> Source records:
::::

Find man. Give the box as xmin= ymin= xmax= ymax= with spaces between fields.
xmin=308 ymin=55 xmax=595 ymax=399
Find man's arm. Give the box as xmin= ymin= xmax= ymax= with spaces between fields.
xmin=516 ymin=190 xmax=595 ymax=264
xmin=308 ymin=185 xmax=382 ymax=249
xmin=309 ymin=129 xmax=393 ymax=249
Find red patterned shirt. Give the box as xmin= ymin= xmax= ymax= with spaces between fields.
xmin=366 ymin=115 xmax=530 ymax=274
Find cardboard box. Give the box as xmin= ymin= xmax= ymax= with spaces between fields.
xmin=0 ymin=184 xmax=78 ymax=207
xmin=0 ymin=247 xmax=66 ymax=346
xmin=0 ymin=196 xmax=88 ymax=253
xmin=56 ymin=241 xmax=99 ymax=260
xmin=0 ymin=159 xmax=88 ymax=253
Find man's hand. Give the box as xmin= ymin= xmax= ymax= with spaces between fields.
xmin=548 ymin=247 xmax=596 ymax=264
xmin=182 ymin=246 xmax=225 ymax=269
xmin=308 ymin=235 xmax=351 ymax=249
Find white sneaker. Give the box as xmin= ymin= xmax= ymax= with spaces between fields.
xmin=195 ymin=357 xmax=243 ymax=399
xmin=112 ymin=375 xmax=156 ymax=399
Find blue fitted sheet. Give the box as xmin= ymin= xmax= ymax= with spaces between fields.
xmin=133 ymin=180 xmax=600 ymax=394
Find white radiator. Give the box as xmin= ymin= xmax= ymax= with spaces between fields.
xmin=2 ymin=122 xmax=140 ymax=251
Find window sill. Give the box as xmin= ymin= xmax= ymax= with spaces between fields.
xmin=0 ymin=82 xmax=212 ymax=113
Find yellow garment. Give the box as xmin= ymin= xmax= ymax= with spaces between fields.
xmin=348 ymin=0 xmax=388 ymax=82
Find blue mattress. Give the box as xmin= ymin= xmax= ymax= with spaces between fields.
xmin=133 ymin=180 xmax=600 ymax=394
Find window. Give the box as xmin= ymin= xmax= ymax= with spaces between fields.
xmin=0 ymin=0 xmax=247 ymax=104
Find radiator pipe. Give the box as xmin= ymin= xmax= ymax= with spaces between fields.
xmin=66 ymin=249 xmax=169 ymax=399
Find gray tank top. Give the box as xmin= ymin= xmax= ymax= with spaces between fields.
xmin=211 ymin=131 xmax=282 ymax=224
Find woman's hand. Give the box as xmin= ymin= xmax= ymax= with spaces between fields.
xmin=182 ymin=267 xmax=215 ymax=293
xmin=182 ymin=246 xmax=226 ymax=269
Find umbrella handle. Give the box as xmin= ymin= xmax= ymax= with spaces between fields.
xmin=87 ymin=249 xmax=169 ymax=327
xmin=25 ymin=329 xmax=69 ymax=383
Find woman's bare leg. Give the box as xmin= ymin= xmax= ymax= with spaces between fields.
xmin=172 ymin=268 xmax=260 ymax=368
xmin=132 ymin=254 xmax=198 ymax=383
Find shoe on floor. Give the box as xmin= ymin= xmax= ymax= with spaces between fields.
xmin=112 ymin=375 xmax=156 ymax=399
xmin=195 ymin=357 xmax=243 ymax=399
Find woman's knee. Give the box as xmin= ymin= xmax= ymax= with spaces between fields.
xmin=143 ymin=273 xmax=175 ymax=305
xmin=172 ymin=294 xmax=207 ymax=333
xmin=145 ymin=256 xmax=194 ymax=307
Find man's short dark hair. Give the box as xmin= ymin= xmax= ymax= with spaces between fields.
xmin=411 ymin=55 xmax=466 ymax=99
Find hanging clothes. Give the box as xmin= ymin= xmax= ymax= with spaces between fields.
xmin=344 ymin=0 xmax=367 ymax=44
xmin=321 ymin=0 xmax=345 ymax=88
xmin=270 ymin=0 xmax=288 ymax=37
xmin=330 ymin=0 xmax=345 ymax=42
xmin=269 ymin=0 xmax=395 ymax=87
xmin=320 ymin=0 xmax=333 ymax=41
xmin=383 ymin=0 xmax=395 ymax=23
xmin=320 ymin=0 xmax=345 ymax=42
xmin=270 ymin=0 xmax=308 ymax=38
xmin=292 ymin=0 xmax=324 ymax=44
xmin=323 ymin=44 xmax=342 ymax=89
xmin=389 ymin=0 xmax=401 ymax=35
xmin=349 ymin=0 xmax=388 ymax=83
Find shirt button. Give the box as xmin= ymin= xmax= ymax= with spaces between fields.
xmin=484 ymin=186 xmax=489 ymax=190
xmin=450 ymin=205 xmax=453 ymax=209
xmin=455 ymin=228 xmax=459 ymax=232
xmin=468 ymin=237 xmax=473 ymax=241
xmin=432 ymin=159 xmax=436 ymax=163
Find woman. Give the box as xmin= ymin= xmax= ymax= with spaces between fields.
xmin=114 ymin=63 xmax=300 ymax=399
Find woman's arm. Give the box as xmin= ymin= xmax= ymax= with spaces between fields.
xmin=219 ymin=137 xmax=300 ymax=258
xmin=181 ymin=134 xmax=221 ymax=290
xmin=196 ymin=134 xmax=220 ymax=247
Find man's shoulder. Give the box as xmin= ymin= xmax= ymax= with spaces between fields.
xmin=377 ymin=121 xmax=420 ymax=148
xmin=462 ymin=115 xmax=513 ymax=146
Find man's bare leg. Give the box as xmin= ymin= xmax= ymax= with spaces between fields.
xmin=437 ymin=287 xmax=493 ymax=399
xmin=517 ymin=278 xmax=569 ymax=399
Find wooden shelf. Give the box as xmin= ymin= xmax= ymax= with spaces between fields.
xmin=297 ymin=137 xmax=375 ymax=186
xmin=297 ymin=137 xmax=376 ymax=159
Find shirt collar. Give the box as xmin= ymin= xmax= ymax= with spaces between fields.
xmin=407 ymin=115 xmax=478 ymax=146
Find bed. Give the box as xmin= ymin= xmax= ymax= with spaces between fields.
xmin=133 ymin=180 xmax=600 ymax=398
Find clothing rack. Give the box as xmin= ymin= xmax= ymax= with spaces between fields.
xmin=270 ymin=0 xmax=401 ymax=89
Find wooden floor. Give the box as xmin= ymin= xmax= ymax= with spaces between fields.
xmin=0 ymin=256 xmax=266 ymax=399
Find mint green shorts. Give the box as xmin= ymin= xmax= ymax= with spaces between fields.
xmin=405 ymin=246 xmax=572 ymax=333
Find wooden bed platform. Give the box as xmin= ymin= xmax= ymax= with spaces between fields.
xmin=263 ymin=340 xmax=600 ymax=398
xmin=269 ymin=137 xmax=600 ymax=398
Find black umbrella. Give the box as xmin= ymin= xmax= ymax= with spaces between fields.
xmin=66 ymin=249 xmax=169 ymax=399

::::

> WHAT THE TASK REQUIRES: Set down the data once more, word for word.

> ANSWER TO THE PROBLEM:
Find man. Give the box as xmin= ymin= xmax= ymax= with spaces between fields.
xmin=308 ymin=55 xmax=595 ymax=399
Find man's arm. Give the box as xmin= ymin= xmax= ymax= with spaces between fields.
xmin=516 ymin=190 xmax=595 ymax=264
xmin=308 ymin=185 xmax=382 ymax=249
xmin=309 ymin=129 xmax=393 ymax=249
Find red patterned shirt. Give the box as xmin= ymin= xmax= ymax= with spaces between fields.
xmin=366 ymin=115 xmax=530 ymax=274
Find cardboard box. Give the box as xmin= ymin= xmax= ymax= with spaces between fields.
xmin=0 ymin=184 xmax=78 ymax=207
xmin=0 ymin=247 xmax=66 ymax=346
xmin=0 ymin=196 xmax=88 ymax=253
xmin=56 ymin=241 xmax=99 ymax=260
xmin=0 ymin=159 xmax=88 ymax=253
Find man's hand. Give the box as xmin= ymin= xmax= ymax= with spaces between fields.
xmin=548 ymin=247 xmax=596 ymax=264
xmin=182 ymin=246 xmax=225 ymax=269
xmin=308 ymin=235 xmax=351 ymax=249
Find white sneaker. Give the box as xmin= ymin= xmax= ymax= with spaces between fields.
xmin=195 ymin=357 xmax=243 ymax=399
xmin=112 ymin=375 xmax=156 ymax=399
Find blue fitted sheet. Give the box as xmin= ymin= xmax= ymax= with spaces between fields.
xmin=133 ymin=180 xmax=600 ymax=394
Find white radiator. Give the box as xmin= ymin= xmax= ymax= with spaces between fields.
xmin=2 ymin=122 xmax=140 ymax=251
Find window sill. Give the box as xmin= ymin= xmax= ymax= with spaces between fields.
xmin=0 ymin=82 xmax=212 ymax=113
Find yellow garment. Give the box as xmin= ymin= xmax= ymax= with spaces between fields.
xmin=348 ymin=0 xmax=388 ymax=82
Find blue mattress. Give the box as xmin= ymin= xmax= ymax= with spaces between fields.
xmin=133 ymin=180 xmax=600 ymax=394
Find window. Give the box as xmin= ymin= xmax= ymax= with spaces between fields.
xmin=0 ymin=0 xmax=247 ymax=104
Find radiator pipe. Give the box as xmin= ymin= xmax= ymax= with spaces between fields.
xmin=66 ymin=249 xmax=169 ymax=399
Find gray tank top. Give the box as xmin= ymin= xmax= ymax= with spaces between fields.
xmin=211 ymin=131 xmax=282 ymax=224
Find woman's hand. Give the box as xmin= ymin= xmax= ymax= with spaces between fields.
xmin=182 ymin=267 xmax=215 ymax=293
xmin=182 ymin=246 xmax=226 ymax=269
Find umbrella handle. Give the box as xmin= ymin= xmax= ymax= with spaces between fields.
xmin=87 ymin=249 xmax=169 ymax=327
xmin=25 ymin=329 xmax=69 ymax=383
Find woman's bare leg. Give the box as xmin= ymin= xmax= ymax= with spaces between fields.
xmin=172 ymin=268 xmax=260 ymax=368
xmin=132 ymin=254 xmax=198 ymax=383
Find shoe on floor. Give the box as xmin= ymin= xmax= ymax= with spaces between fields.
xmin=112 ymin=375 xmax=156 ymax=399
xmin=195 ymin=357 xmax=243 ymax=399
Find woman's knee. Give the box as xmin= ymin= xmax= ymax= with spaces between fields.
xmin=143 ymin=273 xmax=175 ymax=305
xmin=172 ymin=294 xmax=207 ymax=333
xmin=145 ymin=256 xmax=194 ymax=307
Find man's short dark hair. Give the box as xmin= ymin= xmax= ymax= with spaces between fields.
xmin=411 ymin=55 xmax=466 ymax=99
Find hanging clothes. Give the box as xmin= ymin= xmax= ymax= with spaces between fields.
xmin=344 ymin=0 xmax=367 ymax=44
xmin=321 ymin=0 xmax=345 ymax=88
xmin=270 ymin=0 xmax=288 ymax=37
xmin=330 ymin=0 xmax=345 ymax=42
xmin=269 ymin=0 xmax=395 ymax=87
xmin=320 ymin=0 xmax=333 ymax=41
xmin=383 ymin=0 xmax=395 ymax=23
xmin=320 ymin=0 xmax=345 ymax=42
xmin=270 ymin=0 xmax=308 ymax=38
xmin=292 ymin=0 xmax=324 ymax=44
xmin=323 ymin=44 xmax=342 ymax=89
xmin=389 ymin=0 xmax=401 ymax=35
xmin=349 ymin=0 xmax=388 ymax=83
Find shirt button. Give the box as xmin= ymin= xmax= ymax= with spaces between fields.
xmin=484 ymin=186 xmax=489 ymax=190
xmin=450 ymin=205 xmax=453 ymax=209
xmin=455 ymin=228 xmax=459 ymax=232
xmin=468 ymin=237 xmax=473 ymax=241
xmin=432 ymin=159 xmax=436 ymax=163
Find woman. Give the box as xmin= ymin= xmax= ymax= with spaces between fields.
xmin=114 ymin=63 xmax=300 ymax=399
Find woman's arm. Give the box as xmin= ymin= xmax= ymax= with spaces between fields.
xmin=219 ymin=137 xmax=300 ymax=258
xmin=181 ymin=134 xmax=221 ymax=290
xmin=196 ymin=134 xmax=220 ymax=247
Find man's shoulder. Give the box as xmin= ymin= xmax= ymax= with spaces between fields.
xmin=377 ymin=121 xmax=420 ymax=148
xmin=462 ymin=115 xmax=513 ymax=146
Find man's bare leg. Give the box as xmin= ymin= xmax= ymax= with spaces between fields.
xmin=437 ymin=287 xmax=493 ymax=399
xmin=517 ymin=278 xmax=569 ymax=399
Find wooden shelf. Give the box as xmin= ymin= xmax= ymax= with spaces between fields.
xmin=297 ymin=137 xmax=375 ymax=186
xmin=297 ymin=137 xmax=376 ymax=159
Find shirt collar. Give the box as xmin= ymin= xmax= ymax= with spaces between fields.
xmin=407 ymin=115 xmax=478 ymax=146
Find bed. Give the box as xmin= ymin= xmax= ymax= with spaces between fields.
xmin=133 ymin=180 xmax=600 ymax=398
Find clothing rack. Give the box as xmin= ymin= xmax= ymax= with spaces between fields.
xmin=270 ymin=0 xmax=401 ymax=89
Find wooden floor. Give the box as xmin= ymin= xmax= ymax= with spaces between fields.
xmin=0 ymin=256 xmax=266 ymax=399
Find mint green shorts. Give the box as xmin= ymin= xmax= ymax= with spaces between fields.
xmin=405 ymin=246 xmax=572 ymax=333
Find wooden bed platform. Give the box as xmin= ymin= xmax= ymax= with spaces between fields.
xmin=263 ymin=340 xmax=600 ymax=398
xmin=269 ymin=137 xmax=600 ymax=398
Find black umbrella. Give the box as xmin= ymin= xmax= ymax= with spaces between fields.
xmin=66 ymin=249 xmax=169 ymax=399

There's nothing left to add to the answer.